Instructions to follow: Swap "deepest inside" for "farthest inside" throughout the rows below, leaving everything else unchanged.

Provided material:
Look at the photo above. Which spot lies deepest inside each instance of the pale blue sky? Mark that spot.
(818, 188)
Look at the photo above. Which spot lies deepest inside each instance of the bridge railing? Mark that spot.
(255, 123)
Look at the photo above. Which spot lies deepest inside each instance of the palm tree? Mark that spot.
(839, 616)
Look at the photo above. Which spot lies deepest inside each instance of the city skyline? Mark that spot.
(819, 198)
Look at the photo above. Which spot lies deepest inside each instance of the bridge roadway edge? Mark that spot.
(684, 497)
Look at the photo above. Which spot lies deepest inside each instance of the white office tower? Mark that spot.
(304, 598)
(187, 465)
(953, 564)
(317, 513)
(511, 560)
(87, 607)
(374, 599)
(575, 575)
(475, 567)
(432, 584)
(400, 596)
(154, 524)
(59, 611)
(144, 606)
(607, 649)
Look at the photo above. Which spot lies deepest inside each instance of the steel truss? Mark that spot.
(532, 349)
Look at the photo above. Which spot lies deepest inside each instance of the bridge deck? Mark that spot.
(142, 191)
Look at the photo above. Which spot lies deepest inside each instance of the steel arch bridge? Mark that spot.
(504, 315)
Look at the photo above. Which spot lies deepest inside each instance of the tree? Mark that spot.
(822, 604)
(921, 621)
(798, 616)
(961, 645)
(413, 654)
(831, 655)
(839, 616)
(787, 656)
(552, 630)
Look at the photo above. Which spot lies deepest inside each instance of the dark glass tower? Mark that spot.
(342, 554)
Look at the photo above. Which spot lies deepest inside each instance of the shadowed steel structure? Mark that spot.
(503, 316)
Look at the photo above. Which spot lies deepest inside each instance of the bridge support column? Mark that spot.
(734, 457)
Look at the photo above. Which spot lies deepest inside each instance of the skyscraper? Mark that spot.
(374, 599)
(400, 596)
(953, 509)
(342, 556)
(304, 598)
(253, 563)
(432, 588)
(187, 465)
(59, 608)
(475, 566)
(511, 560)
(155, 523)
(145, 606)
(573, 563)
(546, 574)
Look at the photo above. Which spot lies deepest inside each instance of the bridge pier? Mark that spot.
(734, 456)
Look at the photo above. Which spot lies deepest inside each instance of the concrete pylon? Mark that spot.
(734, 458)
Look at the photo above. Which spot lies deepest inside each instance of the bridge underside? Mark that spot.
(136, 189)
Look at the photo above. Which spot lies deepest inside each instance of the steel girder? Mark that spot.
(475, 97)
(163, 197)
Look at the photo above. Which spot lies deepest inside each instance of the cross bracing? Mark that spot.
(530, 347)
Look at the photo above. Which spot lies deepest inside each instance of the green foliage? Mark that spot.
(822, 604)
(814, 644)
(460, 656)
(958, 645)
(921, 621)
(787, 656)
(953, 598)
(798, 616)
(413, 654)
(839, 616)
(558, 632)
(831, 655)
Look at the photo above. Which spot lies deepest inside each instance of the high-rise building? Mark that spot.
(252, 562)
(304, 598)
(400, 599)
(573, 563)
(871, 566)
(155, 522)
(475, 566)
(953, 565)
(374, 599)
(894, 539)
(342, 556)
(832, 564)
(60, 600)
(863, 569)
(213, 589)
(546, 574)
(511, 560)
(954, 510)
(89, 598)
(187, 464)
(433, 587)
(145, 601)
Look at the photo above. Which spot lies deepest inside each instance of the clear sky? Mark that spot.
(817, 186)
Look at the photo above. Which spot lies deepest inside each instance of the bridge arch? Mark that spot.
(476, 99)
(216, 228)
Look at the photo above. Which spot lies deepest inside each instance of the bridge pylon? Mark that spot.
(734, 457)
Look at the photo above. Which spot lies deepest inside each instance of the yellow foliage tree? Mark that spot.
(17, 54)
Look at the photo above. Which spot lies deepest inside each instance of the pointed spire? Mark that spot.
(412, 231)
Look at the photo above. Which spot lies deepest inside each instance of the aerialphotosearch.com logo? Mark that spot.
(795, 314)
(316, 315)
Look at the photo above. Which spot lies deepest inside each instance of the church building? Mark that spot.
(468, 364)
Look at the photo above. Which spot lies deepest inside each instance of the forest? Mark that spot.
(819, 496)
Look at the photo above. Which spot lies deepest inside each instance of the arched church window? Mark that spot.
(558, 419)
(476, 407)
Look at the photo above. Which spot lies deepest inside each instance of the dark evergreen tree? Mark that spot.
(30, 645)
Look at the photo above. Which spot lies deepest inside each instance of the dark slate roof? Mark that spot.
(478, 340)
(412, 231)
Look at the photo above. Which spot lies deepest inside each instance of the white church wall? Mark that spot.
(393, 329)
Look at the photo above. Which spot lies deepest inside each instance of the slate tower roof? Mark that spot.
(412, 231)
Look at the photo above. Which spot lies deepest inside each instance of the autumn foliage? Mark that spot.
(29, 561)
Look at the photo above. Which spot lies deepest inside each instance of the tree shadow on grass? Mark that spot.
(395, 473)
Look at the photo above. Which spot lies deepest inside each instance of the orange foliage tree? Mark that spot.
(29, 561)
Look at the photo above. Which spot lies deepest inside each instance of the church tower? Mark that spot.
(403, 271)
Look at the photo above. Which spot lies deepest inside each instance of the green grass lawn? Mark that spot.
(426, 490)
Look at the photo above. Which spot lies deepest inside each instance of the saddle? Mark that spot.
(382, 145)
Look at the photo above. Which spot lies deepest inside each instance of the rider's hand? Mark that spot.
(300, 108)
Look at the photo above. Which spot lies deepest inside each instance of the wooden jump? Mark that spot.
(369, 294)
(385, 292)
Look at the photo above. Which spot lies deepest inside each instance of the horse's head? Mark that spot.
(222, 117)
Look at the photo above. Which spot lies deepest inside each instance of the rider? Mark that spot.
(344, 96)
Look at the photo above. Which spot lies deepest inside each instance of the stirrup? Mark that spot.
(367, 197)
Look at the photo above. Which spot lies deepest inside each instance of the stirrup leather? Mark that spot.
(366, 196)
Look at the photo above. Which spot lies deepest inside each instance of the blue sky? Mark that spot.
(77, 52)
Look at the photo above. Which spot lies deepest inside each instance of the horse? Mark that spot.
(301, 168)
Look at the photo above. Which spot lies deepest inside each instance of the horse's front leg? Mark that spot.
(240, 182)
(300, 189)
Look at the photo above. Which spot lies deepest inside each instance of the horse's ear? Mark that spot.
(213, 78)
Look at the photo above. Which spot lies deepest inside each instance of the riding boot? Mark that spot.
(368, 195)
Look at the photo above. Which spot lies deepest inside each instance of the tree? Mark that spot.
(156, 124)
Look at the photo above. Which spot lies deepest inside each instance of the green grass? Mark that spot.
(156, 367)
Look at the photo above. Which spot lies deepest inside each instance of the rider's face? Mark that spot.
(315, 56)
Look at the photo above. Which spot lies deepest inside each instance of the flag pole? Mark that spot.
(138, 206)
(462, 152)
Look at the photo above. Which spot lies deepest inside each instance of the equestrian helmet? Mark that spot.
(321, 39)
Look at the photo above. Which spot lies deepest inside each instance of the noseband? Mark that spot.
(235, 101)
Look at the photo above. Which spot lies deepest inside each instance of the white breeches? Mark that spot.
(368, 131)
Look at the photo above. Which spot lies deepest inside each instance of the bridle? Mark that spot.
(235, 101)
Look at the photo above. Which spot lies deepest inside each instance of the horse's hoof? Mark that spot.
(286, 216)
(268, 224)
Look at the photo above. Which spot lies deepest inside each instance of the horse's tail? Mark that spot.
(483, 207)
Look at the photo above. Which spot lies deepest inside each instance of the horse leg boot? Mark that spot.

Written answer:
Look at the photo above. Which spot lies farthest inside each instance of the pale blue sky? Mark that spot.
(818, 188)
Look at the photo above. Which spot lies farthest inside each instance of the bridge railing? Mark that spot.
(255, 123)
Look at the photo above. Which spot lies farthest inside each instance of the palm tree? Mark that spot.
(839, 616)
Look at the photo above. Which spot lies farthest inside each instance of the city skyline? Mark that spot.
(819, 198)
Look at the photo above. Which spot lies farthest inside each instance of the bridge roadway edge? Mark that spot.
(684, 497)
Look at the photo above. Which spot lies farthest inside each instance of the white office tower? Mark that spot.
(304, 598)
(187, 465)
(953, 564)
(317, 513)
(511, 560)
(87, 607)
(374, 599)
(575, 575)
(475, 567)
(432, 584)
(400, 596)
(154, 524)
(59, 611)
(144, 606)
(607, 649)
Look at the photo above. Which spot lies farthest inside each instance of the steel truss? Mark that spot.
(532, 349)
Look at the photo above. Which spot lies farthest inside each instance of the bridge deck? Mark that spot.
(142, 191)
Look at the photo above. Which spot lies farthest inside each instance of the steel arch bridge? Mark that spot.
(504, 315)
Look at the photo above. Which spot lies farthest inside each instance of the tree? Mark that spot.
(822, 604)
(921, 621)
(798, 616)
(961, 645)
(413, 654)
(831, 655)
(839, 616)
(787, 656)
(552, 630)
Look at the photo above. Which spot lies farthest inside each instance of the dark glass tower? Mark that spot.
(342, 554)
Look at the photo above. Which spot lies farthest inside each instance of the shadowed steel structure? Mark that spot.
(503, 316)
Look at the photo above. Which spot lies farthest inside each instance of the bridge support column? Mark that spot.
(734, 457)
Look at the photo above. Which spot lies farthest inside each instance of the skyscraper? Mark that spot.
(374, 599)
(400, 596)
(953, 509)
(342, 556)
(304, 598)
(253, 563)
(432, 588)
(187, 465)
(59, 608)
(475, 566)
(511, 560)
(155, 523)
(145, 606)
(573, 563)
(546, 574)
Look at the photo above. Which spot lies farthest inside each instance of the bridge pier? Mark that spot.
(734, 456)
Look at the photo above. Which spot lies farthest inside each instance of the concrete pylon? Mark that spot.
(734, 458)
Look at the photo above. Which spot lies farthest inside each instance of the bridge underside? Mark that spot.
(136, 189)
Look at the photo above. Which spot lies farthest inside each instance of the steel girder? Mark that spot.
(475, 97)
(163, 197)
Look at the photo above. Which spot lies farthest inside each instance of the cross bracing? Mark that spot.
(530, 347)
Look at the photo above. Which spot lies farthest inside each instance of the green foliage? Mark that spot.
(822, 604)
(814, 644)
(460, 656)
(958, 645)
(921, 621)
(787, 656)
(953, 598)
(798, 616)
(413, 654)
(839, 616)
(558, 632)
(831, 655)
Look at the photo above. Which spot lies farthest inside each instance of the high-rise building? Mark that spot.
(252, 562)
(304, 598)
(400, 599)
(573, 563)
(871, 566)
(155, 522)
(475, 566)
(953, 565)
(374, 599)
(894, 539)
(342, 556)
(832, 564)
(60, 600)
(863, 569)
(213, 589)
(546, 574)
(511, 560)
(954, 510)
(89, 598)
(187, 464)
(433, 587)
(145, 601)
Look at the photo above. Which spot lies farthest inside each instance of the clear sky? Mark that spot.
(817, 186)
Look at the photo above. Which spot lies farthest inside each instance of the bridge arch? Mark that spot.
(476, 99)
(216, 228)
Look at the photo above. Which spot lies farthest inside each instance of the bridge pylon? Mark that spot.
(734, 457)
Look at the photo above. Which spot lies farthest inside each instance of the yellow foliage tree? Mark that spot.
(17, 54)
Look at the photo above. Which spot lies farthest inside each instance of the pointed spire? Mark that spot.
(412, 231)
Look at the photo above. Which spot lies farthest inside each instance of the aerialphotosearch.com logo? Mark that spot.
(795, 314)
(316, 315)
Look at the photo above. Which spot lies farthest inside each instance of the church building? Mark that spot.
(468, 364)
Look at the photo above. Which spot lies farthest inside each instance of the forest? Mark that spot.
(819, 496)
Look at the photo above. Which spot lies farthest inside each instance of the arched church window? Mark that spot.
(558, 419)
(476, 407)
Look at the photo above. Which spot lies farthest inside each instance of the dark evergreen tree? Mark that spot.
(30, 645)
Look at the photo above. Which spot lies farthest inside each instance of the dark slate roof? Mark that spot.
(478, 340)
(412, 231)
Look at the photo above. Which spot lies farthest inside each instance of the white church wall? Mark that spot.
(393, 329)
Look at the photo above. Which spot lies farthest inside each instance of the slate tower roof? Mark that spot.
(412, 231)
Look at the photo above. Which spot lies farthest inside each instance of the autumn foliage? Mark that spot.
(29, 561)
Look at the photo above. Which spot lies farthest inside each instance of the tree shadow on grass? Mark that spot.
(395, 473)
Look at the photo above. Which spot lies farthest inside each instance of the orange foliage tree? Mark that spot.
(29, 561)
Look at the photo above. Which spot lies farthest inside each instance of the church tower? Mark that spot.
(403, 271)
Look at the photo above. Which spot lies farthest inside each instance of the green grass lawn? Mark that spot.
(426, 490)
Look at the photo above. Which spot lies farthest inside each instance of the saddle? Mark that spot.
(382, 145)
Look at the photo above. Which spot lies farthest inside each instance of the rider's hand? Mark that spot.
(300, 108)
Look at the photo above. Which spot lies farthest inside each instance of the wooden jump? Mark that spot.
(369, 294)
(385, 292)
Look at the photo above. Which spot lies farthest inside each instance of the horse's head? Mark that spot.
(222, 117)
Look at the photo above. Which spot lies farthest inside each instance of the rider? Mark that spot.
(344, 96)
Look at the photo above. Which spot lies farthest inside each instance of the stirrup? Mark that spot.
(367, 197)
Look at the photo above. Which spot lies farthest inside each instance of the stirrup leather? Mark that spot.
(366, 196)
Look at the photo above. Which spot lies farthest inside each instance of the blue sky? Mark that spot.
(77, 52)
Look at the photo above. Which spot lies farthest inside each instance of the horse? Mark that spot.
(301, 168)
Look at the photo above. Which spot lies farthest inside each instance of the horse's front leg? Mark that spot.
(240, 182)
(300, 189)
Look at the photo above. Which spot lies farthest inside each instance of the horse's ear? Mark that spot.
(213, 78)
Look at the photo above. Which spot lies farthest inside each instance of the riding boot? Mark that spot.
(368, 195)
Look at the photo above. Which spot lies farthest inside each instance of the tree? Mark that spot.
(156, 124)
Look at the photo above. Which spot lies farthest inside each instance of the green grass? Mark that spot.
(156, 367)
Look at the photo above. Which spot lies farthest inside each instance of the rider's face? Mark that spot.
(315, 56)
Look at the photo above. Which spot lies farthest inside each instance of the flag pole? Mark that spot.
(138, 206)
(462, 152)
Look at the photo above. Which spot lies farthest inside each instance of the equestrian helmet? Mark that spot.
(321, 39)
Look at the photo above. Which spot lies farthest inside each instance of the noseband? Mark that spot.
(235, 101)
Look at the photo above. Which spot lies farthest inside each instance of the white breeches? Mark that spot.
(368, 131)
Look at the photo above. Which spot lies farthest inside each instance of the bridle? Mark that spot.
(235, 101)
Look at the photo above. Which spot lies farthest inside each instance of the horse's hoof? Mark that spot.
(286, 216)
(268, 224)
Look at the photo above. Which spot lies farthest inside each instance of the horse's tail? Mark that spot.
(483, 207)
Look at the photo above. Which spot lies farthest inside each instance of the horse leg boot? Mark that spot.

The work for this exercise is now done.